TEKS BACAAN:
------------------------------------
Bicara tentang ini; saya sendiri akrab dengan pernyataan “Saya ateis.” Beberapa orang yang saya kenal, atau strangers yang saya temui di Twitter / Tumblr menjadikan pernyataan itu sebagai sesuatu yang “biasa” (ya, dalam tanda kutip). Lalu, bagaiman seharusnya saya bereaksi? Apakah saya harus membenci mereka? Haruskah saya menjadikan mereka musuh? Haruskah saya mengucilkan mereka, memasang tembok batas di sekeliling saya, sebagaimana teman-teman saya mengusulkan?
Ketika kita menjawabnya dengan “Ya”, seorang ateis yang mungkin sedang membaca ini akan tertawa terbahak-bahak menyaksikan bagaimana rapuhnya keimanan kita yang takut akan luntur yang oleh karena perkataannya kita khawatirkan akan menghancurkan perkataan hati kita sendiri tentang keluarbiasaan Tuhan.
------------------------------------
SOAL TERTULIS A: Tolong temukan setiap baris dalam daftar di bawah ini yang memuat kata "metal", lalu salin baris-baris tersebut.

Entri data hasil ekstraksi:
------------------------------------
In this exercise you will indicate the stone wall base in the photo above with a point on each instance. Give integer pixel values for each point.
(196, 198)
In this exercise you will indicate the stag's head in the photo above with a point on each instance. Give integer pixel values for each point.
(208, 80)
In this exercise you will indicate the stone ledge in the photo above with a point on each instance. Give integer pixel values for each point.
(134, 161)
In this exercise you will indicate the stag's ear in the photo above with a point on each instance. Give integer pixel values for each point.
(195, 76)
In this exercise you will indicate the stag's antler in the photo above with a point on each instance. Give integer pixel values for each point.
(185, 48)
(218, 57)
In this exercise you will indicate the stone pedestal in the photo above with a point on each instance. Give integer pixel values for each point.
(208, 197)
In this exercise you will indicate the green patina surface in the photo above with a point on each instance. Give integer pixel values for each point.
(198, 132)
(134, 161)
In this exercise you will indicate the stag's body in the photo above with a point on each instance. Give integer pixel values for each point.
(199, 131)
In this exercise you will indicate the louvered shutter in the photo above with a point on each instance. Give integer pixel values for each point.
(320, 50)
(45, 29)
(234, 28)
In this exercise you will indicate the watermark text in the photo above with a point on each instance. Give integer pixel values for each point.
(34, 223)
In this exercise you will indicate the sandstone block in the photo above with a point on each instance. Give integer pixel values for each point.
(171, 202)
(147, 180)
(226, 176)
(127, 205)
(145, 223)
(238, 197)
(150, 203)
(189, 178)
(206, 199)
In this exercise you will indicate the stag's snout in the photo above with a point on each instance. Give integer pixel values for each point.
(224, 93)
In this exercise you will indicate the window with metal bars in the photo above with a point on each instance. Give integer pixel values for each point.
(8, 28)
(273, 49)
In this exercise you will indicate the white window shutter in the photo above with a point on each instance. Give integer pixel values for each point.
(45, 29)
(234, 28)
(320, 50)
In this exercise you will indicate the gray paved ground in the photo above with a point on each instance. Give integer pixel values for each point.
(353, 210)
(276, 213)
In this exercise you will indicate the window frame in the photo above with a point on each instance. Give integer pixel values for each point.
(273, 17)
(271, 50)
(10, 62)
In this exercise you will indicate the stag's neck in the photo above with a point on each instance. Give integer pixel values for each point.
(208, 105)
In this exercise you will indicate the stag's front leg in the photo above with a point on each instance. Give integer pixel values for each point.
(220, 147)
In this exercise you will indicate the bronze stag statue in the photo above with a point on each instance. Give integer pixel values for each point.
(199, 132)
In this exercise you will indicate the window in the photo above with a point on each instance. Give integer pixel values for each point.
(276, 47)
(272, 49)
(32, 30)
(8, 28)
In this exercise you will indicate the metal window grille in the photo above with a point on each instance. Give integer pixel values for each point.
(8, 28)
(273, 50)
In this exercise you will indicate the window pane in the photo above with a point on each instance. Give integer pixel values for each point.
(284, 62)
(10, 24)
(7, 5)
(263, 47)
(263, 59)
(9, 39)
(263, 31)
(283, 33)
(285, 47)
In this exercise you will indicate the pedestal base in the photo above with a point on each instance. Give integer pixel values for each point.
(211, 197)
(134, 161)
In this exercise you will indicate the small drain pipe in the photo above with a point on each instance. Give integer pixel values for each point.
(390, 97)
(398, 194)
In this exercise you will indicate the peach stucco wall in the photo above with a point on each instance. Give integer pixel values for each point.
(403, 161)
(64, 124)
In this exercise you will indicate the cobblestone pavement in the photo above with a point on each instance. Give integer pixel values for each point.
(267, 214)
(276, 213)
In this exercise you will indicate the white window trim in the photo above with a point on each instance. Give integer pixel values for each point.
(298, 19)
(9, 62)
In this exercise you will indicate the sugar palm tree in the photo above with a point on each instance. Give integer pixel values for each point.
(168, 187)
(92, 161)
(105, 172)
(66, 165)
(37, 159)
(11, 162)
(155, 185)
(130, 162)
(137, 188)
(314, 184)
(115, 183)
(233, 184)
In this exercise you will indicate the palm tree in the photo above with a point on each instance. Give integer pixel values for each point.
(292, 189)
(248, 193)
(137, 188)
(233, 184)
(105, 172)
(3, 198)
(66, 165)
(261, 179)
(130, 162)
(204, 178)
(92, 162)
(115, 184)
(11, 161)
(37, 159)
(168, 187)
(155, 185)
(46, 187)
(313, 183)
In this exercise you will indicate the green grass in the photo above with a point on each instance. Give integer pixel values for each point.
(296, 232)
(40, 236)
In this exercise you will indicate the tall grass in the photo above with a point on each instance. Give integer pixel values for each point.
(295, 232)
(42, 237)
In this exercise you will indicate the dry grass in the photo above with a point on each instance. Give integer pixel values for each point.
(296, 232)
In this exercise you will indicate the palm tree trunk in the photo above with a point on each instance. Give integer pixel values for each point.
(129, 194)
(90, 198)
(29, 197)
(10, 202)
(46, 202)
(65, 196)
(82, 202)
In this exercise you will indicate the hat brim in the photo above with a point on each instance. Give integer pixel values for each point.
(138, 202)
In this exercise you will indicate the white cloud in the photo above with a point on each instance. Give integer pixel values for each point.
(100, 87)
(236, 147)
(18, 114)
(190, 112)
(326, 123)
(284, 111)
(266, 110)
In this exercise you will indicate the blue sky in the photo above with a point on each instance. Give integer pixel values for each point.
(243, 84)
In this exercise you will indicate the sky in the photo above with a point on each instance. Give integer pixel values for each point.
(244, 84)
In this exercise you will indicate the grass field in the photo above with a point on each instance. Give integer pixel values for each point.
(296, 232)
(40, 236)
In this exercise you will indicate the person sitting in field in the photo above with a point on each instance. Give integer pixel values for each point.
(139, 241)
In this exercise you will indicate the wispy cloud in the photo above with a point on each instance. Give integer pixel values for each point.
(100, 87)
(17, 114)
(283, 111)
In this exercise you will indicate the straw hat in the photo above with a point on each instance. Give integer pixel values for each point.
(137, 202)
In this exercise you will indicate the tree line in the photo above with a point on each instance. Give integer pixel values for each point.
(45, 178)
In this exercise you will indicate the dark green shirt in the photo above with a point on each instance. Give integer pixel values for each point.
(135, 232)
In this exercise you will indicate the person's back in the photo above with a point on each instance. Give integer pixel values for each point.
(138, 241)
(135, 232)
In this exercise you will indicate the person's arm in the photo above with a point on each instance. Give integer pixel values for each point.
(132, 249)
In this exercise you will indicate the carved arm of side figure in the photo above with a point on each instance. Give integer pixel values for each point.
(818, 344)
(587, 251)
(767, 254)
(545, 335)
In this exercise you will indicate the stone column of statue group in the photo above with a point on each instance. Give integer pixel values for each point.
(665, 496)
------------------------------------
SOAL TERTULIS B: Tuliskan kembali bagian teks bacaan tentang ateisme di atas, mulai dari "Ketika kita menjawabnya" sampai dengan "tentang keluarbiasaan Tuhan.".

JAWABAN BENAR A:
In this exercise you will indicate the window with metal bars in the photo above with a point on each instance. Give integer pixel values for each point.
In this exercise you will indicate the metal window grille in the photo above with a point on each instance. Give integer pixel values for each point.

JAWABAN BENAR B:
Ketika kita menjawabnya dengan “Ya”, seorang ateis yang mungkin sedang membaca ini akan tertawa terbahak-bahak menyaksikan bagaimana rapuhnya keimanan kita yang takut akan luntur yang oleh karena perkataannya kita khawatirkan akan menghancurkan perkataan hati kita sendiri tentang keluarbiasaan Tuhan.